*Your objective:* Scan the data for "hillside" and copy the lines it appears in.

*The data:*

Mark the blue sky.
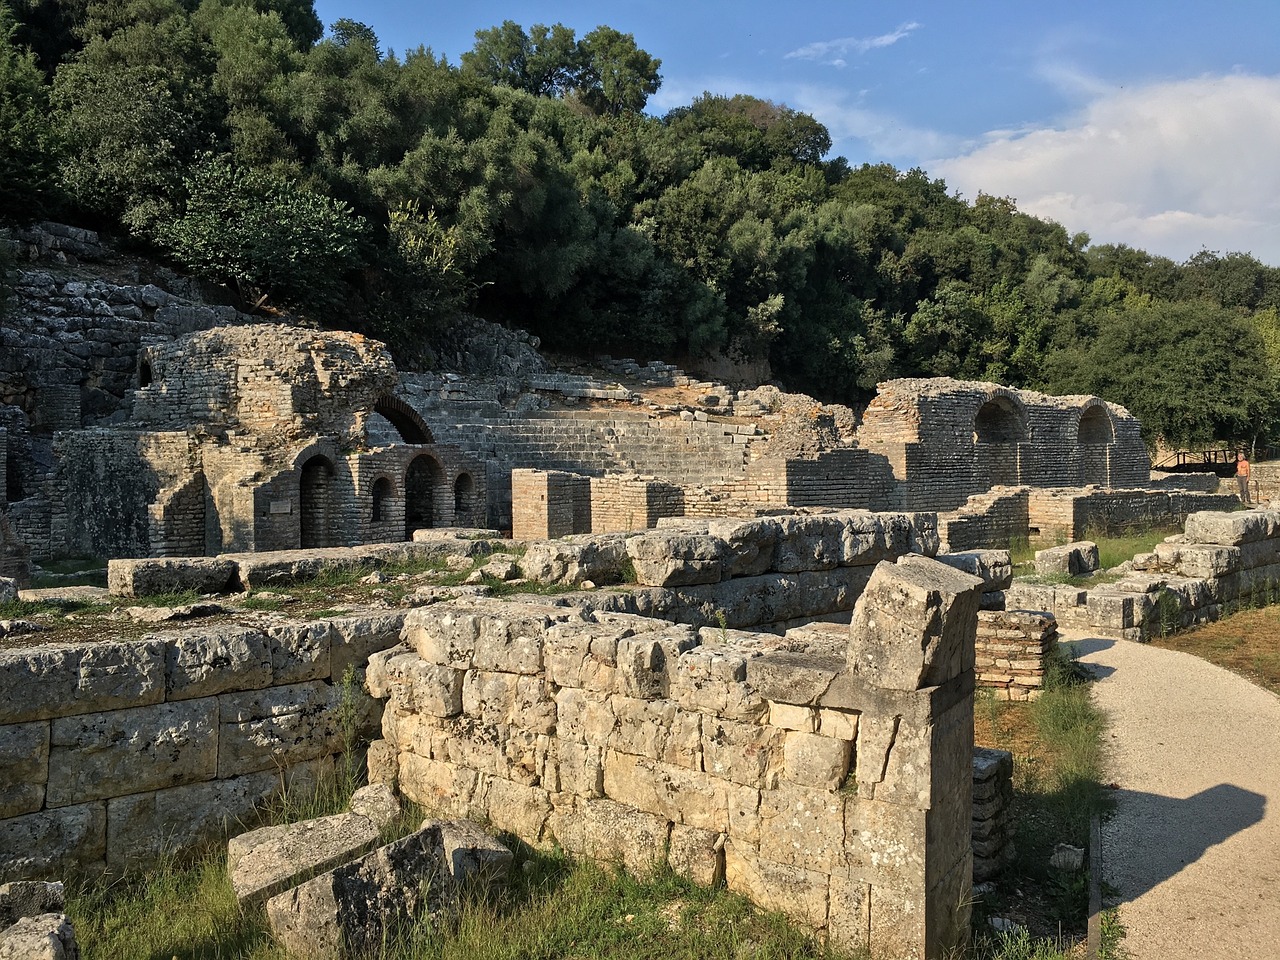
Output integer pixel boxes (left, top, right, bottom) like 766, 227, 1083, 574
314, 1, 1280, 265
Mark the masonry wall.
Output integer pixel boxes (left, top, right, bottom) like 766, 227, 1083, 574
974, 610, 1056, 701
0, 613, 406, 881
938, 490, 1031, 553
374, 554, 981, 959
1026, 488, 1236, 543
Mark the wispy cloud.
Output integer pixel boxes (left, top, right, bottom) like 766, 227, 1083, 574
932, 73, 1280, 264
785, 22, 920, 67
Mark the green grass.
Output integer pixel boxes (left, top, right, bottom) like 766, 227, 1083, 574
1009, 523, 1181, 584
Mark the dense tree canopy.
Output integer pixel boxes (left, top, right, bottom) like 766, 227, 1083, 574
2, 1, 1278, 451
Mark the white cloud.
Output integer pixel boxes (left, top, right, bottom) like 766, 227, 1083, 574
933, 74, 1280, 265
785, 22, 920, 67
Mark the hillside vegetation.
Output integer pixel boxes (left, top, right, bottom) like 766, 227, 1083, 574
4, 0, 1280, 450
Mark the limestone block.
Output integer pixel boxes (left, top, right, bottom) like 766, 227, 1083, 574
828, 876, 872, 953
0, 881, 64, 927
602, 750, 755, 835
758, 786, 845, 874
667, 823, 723, 887
1086, 590, 1139, 630
0, 913, 78, 960
475, 777, 552, 842
46, 699, 218, 806
552, 740, 604, 797
554, 687, 616, 745
1153, 541, 1241, 579
0, 722, 48, 818
1033, 542, 1099, 577
747, 653, 844, 708
438, 819, 513, 884
783, 732, 851, 790
349, 783, 400, 828
363, 644, 412, 700
365, 739, 399, 786
265, 622, 333, 685
0, 641, 165, 724
405, 607, 480, 669
386, 659, 463, 719
1001, 583, 1057, 617
669, 668, 767, 722
0, 803, 106, 882
723, 842, 829, 928
1184, 508, 1280, 546
610, 697, 702, 770
626, 533, 724, 587
105, 761, 331, 873
107, 557, 235, 598
706, 518, 780, 578
768, 702, 816, 732
844, 798, 927, 889
328, 612, 407, 680
0, 580, 15, 604
846, 556, 983, 691
519, 535, 630, 585
543, 622, 593, 687
773, 516, 843, 573
396, 755, 479, 818
473, 610, 549, 675
550, 798, 669, 877
227, 812, 382, 904
217, 681, 344, 778
701, 718, 783, 788
817, 708, 859, 741
934, 550, 1013, 591
165, 627, 272, 701
265, 824, 459, 960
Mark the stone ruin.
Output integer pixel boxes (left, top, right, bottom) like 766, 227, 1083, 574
0, 224, 1251, 958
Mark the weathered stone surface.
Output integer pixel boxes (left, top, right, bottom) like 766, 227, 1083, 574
46, 699, 218, 806
124, 602, 227, 623
706, 518, 779, 577
228, 812, 381, 904
0, 722, 49, 818
782, 732, 851, 790
265, 622, 334, 685
0, 804, 106, 882
106, 557, 236, 598
217, 681, 345, 778
328, 613, 407, 679
773, 516, 843, 573
1033, 541, 1099, 577
437, 819, 513, 883
0, 579, 16, 604
551, 798, 669, 877
519, 534, 631, 586
349, 783, 400, 828
0, 913, 78, 960
0, 881, 64, 927
0, 641, 165, 723
626, 533, 724, 587
934, 550, 1013, 591
265, 822, 506, 959
105, 760, 331, 873
847, 555, 983, 691
723, 842, 829, 927
1184, 508, 1280, 546
165, 627, 272, 700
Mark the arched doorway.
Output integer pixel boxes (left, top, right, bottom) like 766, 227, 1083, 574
454, 473, 475, 525
371, 476, 393, 523
1078, 405, 1113, 485
299, 455, 336, 548
405, 455, 443, 538
974, 397, 1027, 487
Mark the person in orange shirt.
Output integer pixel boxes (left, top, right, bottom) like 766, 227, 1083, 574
1236, 453, 1252, 504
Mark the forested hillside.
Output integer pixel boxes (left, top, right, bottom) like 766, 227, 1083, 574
3, 0, 1279, 450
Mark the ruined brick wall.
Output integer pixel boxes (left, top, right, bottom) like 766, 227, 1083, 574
512, 470, 591, 540
938, 489, 1031, 553
149, 472, 207, 557
1027, 488, 1236, 543
974, 610, 1056, 701
0, 613, 405, 881
374, 554, 981, 958
587, 477, 684, 532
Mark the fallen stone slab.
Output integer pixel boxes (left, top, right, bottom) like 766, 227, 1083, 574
227, 812, 382, 905
265, 820, 511, 959
935, 550, 1013, 591
124, 602, 227, 623
107, 557, 236, 598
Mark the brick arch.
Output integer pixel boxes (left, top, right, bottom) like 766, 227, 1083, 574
404, 453, 446, 538
371, 475, 395, 523
374, 395, 433, 445
1077, 401, 1114, 445
973, 394, 1029, 444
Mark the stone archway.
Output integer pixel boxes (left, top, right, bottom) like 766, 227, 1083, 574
299, 454, 336, 548
974, 396, 1027, 487
405, 454, 444, 538
371, 476, 393, 523
1078, 404, 1114, 485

*Response area:*
Mark the hillside vegetation.
Mark the forested hillside.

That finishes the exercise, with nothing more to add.